- What is being asked:
The records below are to be retyped in full. Keep every word.

- Source records:
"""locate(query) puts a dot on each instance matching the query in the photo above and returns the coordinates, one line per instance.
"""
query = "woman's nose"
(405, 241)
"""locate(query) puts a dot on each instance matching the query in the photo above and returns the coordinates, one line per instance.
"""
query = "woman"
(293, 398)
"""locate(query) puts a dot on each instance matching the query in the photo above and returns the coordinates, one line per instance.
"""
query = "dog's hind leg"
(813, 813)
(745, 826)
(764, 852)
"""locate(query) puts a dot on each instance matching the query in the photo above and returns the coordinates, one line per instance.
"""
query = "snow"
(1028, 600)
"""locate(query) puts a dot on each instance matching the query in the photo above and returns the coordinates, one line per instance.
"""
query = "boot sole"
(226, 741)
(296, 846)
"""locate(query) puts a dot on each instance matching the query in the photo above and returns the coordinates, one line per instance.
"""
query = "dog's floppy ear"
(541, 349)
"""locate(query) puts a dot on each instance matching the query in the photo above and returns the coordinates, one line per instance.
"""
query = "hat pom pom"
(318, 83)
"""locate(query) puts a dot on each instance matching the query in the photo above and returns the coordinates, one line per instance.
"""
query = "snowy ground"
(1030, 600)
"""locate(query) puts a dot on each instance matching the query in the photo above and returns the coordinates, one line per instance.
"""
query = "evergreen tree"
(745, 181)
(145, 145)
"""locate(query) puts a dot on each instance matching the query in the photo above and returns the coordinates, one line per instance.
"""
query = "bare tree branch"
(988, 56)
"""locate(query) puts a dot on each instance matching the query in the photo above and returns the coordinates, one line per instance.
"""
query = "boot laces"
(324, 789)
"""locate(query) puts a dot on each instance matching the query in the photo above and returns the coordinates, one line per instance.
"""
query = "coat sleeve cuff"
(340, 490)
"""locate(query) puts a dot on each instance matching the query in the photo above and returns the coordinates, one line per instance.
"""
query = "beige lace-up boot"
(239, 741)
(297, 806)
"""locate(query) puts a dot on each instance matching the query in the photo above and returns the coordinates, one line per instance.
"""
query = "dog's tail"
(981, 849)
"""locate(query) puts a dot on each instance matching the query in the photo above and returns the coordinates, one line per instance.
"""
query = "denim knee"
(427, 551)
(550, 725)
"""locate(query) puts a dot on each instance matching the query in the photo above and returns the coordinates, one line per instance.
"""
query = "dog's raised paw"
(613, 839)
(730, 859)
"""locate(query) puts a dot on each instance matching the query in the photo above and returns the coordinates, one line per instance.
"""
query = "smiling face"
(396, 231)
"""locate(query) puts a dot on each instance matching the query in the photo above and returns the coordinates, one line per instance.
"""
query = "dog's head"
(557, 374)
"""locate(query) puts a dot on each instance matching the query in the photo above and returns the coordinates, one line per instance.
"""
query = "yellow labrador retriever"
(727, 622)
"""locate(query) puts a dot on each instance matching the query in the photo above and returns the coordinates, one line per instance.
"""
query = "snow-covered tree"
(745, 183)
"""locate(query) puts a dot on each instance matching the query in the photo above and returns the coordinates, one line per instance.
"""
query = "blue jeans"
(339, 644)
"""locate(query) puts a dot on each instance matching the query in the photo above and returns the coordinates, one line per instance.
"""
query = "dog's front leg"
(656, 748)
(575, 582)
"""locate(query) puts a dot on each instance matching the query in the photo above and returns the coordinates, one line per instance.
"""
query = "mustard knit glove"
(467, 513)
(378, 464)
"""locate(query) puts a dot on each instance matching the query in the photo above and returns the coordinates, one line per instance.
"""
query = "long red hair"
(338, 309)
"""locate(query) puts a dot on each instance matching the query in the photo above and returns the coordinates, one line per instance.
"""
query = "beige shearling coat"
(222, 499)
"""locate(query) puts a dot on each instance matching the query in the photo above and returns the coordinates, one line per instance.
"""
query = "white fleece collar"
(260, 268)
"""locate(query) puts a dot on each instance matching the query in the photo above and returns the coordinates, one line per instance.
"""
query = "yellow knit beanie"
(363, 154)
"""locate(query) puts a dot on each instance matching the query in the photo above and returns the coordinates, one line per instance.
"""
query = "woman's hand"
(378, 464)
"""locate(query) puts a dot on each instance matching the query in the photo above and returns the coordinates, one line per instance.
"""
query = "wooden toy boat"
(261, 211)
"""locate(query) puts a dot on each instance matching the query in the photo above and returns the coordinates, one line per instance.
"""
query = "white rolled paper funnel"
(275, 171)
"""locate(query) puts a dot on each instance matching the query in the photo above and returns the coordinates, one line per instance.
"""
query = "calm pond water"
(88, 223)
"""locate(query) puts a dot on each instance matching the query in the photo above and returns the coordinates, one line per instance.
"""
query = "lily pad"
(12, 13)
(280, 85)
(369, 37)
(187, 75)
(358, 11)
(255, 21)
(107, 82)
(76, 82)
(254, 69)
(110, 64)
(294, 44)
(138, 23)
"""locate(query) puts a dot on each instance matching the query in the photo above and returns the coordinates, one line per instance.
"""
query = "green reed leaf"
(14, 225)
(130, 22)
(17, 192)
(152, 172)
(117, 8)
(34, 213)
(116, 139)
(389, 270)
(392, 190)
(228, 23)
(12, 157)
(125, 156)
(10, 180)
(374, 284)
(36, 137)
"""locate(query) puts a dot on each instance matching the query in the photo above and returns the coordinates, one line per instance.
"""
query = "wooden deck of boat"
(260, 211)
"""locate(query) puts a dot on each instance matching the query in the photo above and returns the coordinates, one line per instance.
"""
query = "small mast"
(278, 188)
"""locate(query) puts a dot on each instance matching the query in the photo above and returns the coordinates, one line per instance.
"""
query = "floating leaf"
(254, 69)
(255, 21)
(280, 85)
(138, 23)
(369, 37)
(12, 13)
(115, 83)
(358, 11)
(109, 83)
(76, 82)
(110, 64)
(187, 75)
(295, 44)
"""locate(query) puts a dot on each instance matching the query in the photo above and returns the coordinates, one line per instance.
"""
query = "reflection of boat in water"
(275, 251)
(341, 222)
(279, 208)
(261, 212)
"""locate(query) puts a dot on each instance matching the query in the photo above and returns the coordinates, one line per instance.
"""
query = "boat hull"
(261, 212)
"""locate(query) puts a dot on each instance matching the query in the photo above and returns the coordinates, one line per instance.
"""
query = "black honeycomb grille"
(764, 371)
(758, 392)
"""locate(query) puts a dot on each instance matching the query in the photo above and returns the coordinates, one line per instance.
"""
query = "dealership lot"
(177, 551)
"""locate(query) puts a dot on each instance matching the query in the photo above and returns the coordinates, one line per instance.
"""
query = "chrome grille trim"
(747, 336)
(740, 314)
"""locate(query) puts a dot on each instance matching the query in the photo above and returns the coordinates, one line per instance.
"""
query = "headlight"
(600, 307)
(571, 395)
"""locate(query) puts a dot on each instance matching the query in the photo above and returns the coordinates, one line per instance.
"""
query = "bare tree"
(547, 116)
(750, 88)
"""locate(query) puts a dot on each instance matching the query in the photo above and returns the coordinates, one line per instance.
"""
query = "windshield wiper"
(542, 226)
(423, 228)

- Task response:
"""locate(query) puts a dot on each instance matching the query in the photo above and returns the coordinates, one line per instance.
"""
query = "woman's nose"
(405, 241)
"""locate(query) puts a dot on each instance matching the query in the photo above and returns the coordinates, one line per instance.
"""
query = "woman"
(293, 398)
"""locate(query) puts a dot on each instance matching the query in the photo above and returns the coordinates, one line per instance.
"""
query = "dog's hind leg"
(813, 813)
(745, 826)
(764, 852)
"""locate(query) puts a dot on each instance matching the query in the photo above and returns the coordinates, one line per instance.
"""
query = "snow"
(1028, 600)
"""locate(query) puts a dot on each instance matching the query in the photo above and returns the coordinates, one line per instance.
"""
query = "boot sole"
(226, 741)
(296, 846)
"""locate(query) puts a dot on each instance matching the query in the photo above and returns the coordinates, one line per instance.
"""
query = "dog's floppy ear"
(541, 349)
"""locate(query) puts a dot on each instance matching the query in the photo above and returns the coordinates, one line per instance.
"""
query = "hat pom pom"
(318, 83)
"""locate(query) puts a dot on each instance matching the query in the photo above and returns the coordinates, one line per instance.
"""
query = "snowy ground"
(1030, 600)
"""locate(query) puts a dot on each instance matching the query in the photo above and returns the coordinates, one line per instance.
"""
query = "evergreen tree"
(745, 181)
(145, 145)
"""locate(query) puts a dot on each instance matching the query in the photo above and returns the coordinates, one line per instance.
"""
query = "bare tree branch"
(988, 56)
"""locate(query) puts a dot on each instance matching the query in the photo above and returns the coordinates, one line per instance.
"""
query = "boot laces"
(324, 789)
"""locate(query) puts a dot on each instance matching the query in the photo above and returns the coordinates, one line per instance.
"""
query = "coat sleeve cuff"
(340, 490)
"""locate(query) puts a dot on each instance matching the query in the photo above and returns the coordinates, one line per instance.
"""
query = "beige lace-up boot"
(239, 741)
(297, 806)
"""locate(query) puts a dot on each instance matching the query in the photo above and returns the coordinates, one line per instance.
"""
query = "dog's tail"
(981, 849)
"""locate(query) puts a dot on each instance matching the query in the photo above and returns the coordinates, one line per instance.
"""
query = "denim knee"
(427, 551)
(550, 725)
"""locate(query) puts a dot on each instance matching the query in the photo above and returns the coordinates, one line per instance.
"""
query = "dog's raised paw"
(613, 839)
(730, 859)
"""locate(query) puts a dot on each instance matching the query in the photo above and returns the coordinates, one line per instance.
"""
query = "smiling face"
(396, 231)
"""locate(query) puts a dot on each instance matching the query in the photo above and returns the coordinates, one line per instance.
"""
query = "dog's head"
(557, 374)
"""locate(query) puts a dot on each instance matching the query in the photo above and returns the coordinates, one line per instance.
"""
query = "yellow labrador retriever"
(727, 622)
"""locate(query) puts a dot on each instance matching the query in the photo above and returns the coordinates, one line per instance.
"""
query = "snow-covered tree"
(745, 183)
"""locate(query) puts a dot on each instance matching the query in the photo above and returns the coordinates, one line per instance.
"""
query = "blue jeans"
(339, 644)
"""locate(query) puts a dot on each instance matching the query in the photo above and returns the coordinates, one line per instance.
"""
query = "dog's front leg"
(656, 748)
(575, 582)
"""locate(query) puts a dot on each instance matching the query in the photo above and returns the coordinates, one line per instance.
"""
query = "mustard knit glove"
(467, 513)
(378, 464)
"""locate(query) puts a dot on each instance matching the query in the photo above and returns the coordinates, one line per instance.
"""
query = "long red hair"
(338, 309)
"""locate(query) puts a dot on each instance matching the query in the photo above and returns the coordinates, one line per instance.
"""
query = "beige shearling coat"
(222, 499)
"""locate(query) puts a dot on each instance matching the query in the photo above and returns the coordinates, one line per instance.
"""
query = "white fleece collar"
(260, 268)
"""locate(query) puts a dot on each instance matching the query in the photo above and returns the coordinates, one line per instance.
"""
query = "yellow knit beanie"
(363, 154)
"""locate(query) puts a dot on each instance matching the query in the photo above and returns the coordinates, one line per instance.
"""
query = "woman's hand"
(378, 464)
"""locate(query) puts a dot on each instance matching the query in the photo above and returns the coordinates, one line per instance.
"""
query = "wooden toy boat"
(261, 211)
"""locate(query) puts a dot on each instance matching the query in the photo above and returns the coordinates, one line per instance.
"""
query = "white rolled paper funnel"
(275, 171)
"""locate(query) puts a dot on each instance matching the query in the photo above and returns the coordinates, one line per instance.
"""
query = "calm pond water"
(88, 223)
"""locate(query) puts a dot on each instance matching the query in the photo above and returns the coordinates, one line per instance.
"""
query = "lily pad"
(12, 13)
(280, 85)
(369, 37)
(187, 75)
(358, 11)
(255, 21)
(107, 82)
(76, 82)
(254, 69)
(110, 64)
(294, 44)
(138, 23)
"""locate(query) puts a dot on each instance matching the query in the photo above and returns the coordinates, one line per instance.
"""
query = "green reed leaf"
(14, 225)
(130, 22)
(17, 192)
(152, 172)
(117, 8)
(34, 213)
(116, 139)
(389, 270)
(392, 190)
(228, 23)
(12, 157)
(125, 156)
(10, 180)
(374, 284)
(36, 137)
"""locate(query) puts a dot on each instance matching the query in the photo above and returns the coordinates, one line per instance.
"""
query = "wooden deck of boat"
(260, 211)
"""locate(query) puts a dot on each instance matching the query in the photo above and returns the coordinates, one line per instance.
"""
query = "small mast"
(278, 188)
"""locate(query) puts a dot on each instance matching the query in the photo above and returns the coordinates, one line per instance.
"""
query = "floating leaf"
(254, 69)
(255, 21)
(280, 85)
(138, 23)
(369, 37)
(12, 13)
(115, 83)
(358, 11)
(109, 83)
(76, 82)
(110, 64)
(187, 75)
(295, 44)
"""locate(query) puts a dot on each instance matching the query in the photo above and returns the coordinates, one line per instance.
"""
query = "reflection of boat in water"
(275, 251)
(341, 222)
(279, 208)
(261, 212)
"""locate(query) puts a dot on each instance matching the query in the photo above and returns the coordinates, one line per instance.
"""
query = "boat hull"
(261, 212)
"""locate(query) puts a dot on each instance matching the query in the photo above and returns the coordinates, one line per instance.
"""
query = "black honeycomb grille"
(764, 371)
(758, 392)
"""locate(query) puts a dot on each instance matching the query in the photo above and returns the coordinates, one line per instance.
"""
query = "dealership lot"
(177, 551)
"""locate(query) puts a dot on each instance matching the query in the photo above and returns the coordinates, one line per instance.
"""
query = "chrome grille trim"
(747, 336)
(740, 314)
"""locate(query) puts a dot on each instance matching the query in the photo above and returns the coordinates, one line per instance.
"""
query = "headlight"
(600, 307)
(571, 395)
"""locate(query) puts a dot on each instance matching the query in the photo above and returns the coordinates, one line per instance.
"""
query = "bare tree"
(547, 116)
(750, 88)
"""locate(query) puts a dot on each instance matching the query in the photo above and returns the coordinates, one line per instance.
"""
query = "windshield wiper"
(542, 226)
(423, 228)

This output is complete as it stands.